[Region pointing data]
>>>
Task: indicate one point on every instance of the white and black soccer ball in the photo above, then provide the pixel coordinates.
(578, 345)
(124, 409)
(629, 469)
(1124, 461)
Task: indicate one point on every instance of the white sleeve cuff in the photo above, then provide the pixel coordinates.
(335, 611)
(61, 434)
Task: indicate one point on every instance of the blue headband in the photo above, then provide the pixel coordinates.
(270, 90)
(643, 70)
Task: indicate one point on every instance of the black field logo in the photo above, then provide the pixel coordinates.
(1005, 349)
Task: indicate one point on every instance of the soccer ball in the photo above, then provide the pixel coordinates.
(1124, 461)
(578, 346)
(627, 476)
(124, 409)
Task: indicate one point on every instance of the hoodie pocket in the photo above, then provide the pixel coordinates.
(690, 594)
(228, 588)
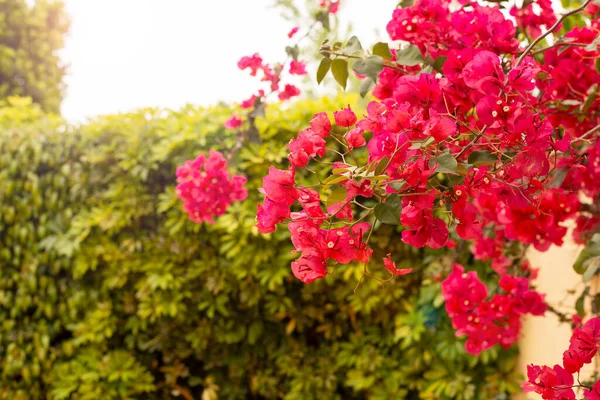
<<<
What the task requires
Write the entries above out again exactly, omitting each image.

Response
Task: indicate one point on every instance of the white and black soccer ball in the photo above, then provide the pixel coordinates.
(578, 345)
(124, 409)
(629, 469)
(1124, 461)
Task: indicate one point on every instance of the white sleeve cuff in the photo above, then provide the pixel coordinates.
(335, 611)
(61, 434)
Task: indicate one point on every instance of the blue headband in the photo above, then provide the pixel coordinates.
(270, 90)
(643, 70)
Task: indicate one point on every instance of the black field logo in the photo above, then provide the pixel coordinates.
(1005, 349)
Task: indicate one point on every instance of the soccer ball in the photo above, then provide the pixel coordinates.
(1124, 461)
(578, 346)
(627, 476)
(124, 409)
Task: indicate one point on every instance of the hoodie pocket in the photo above, then provide the pixel coordinates.
(690, 594)
(228, 588)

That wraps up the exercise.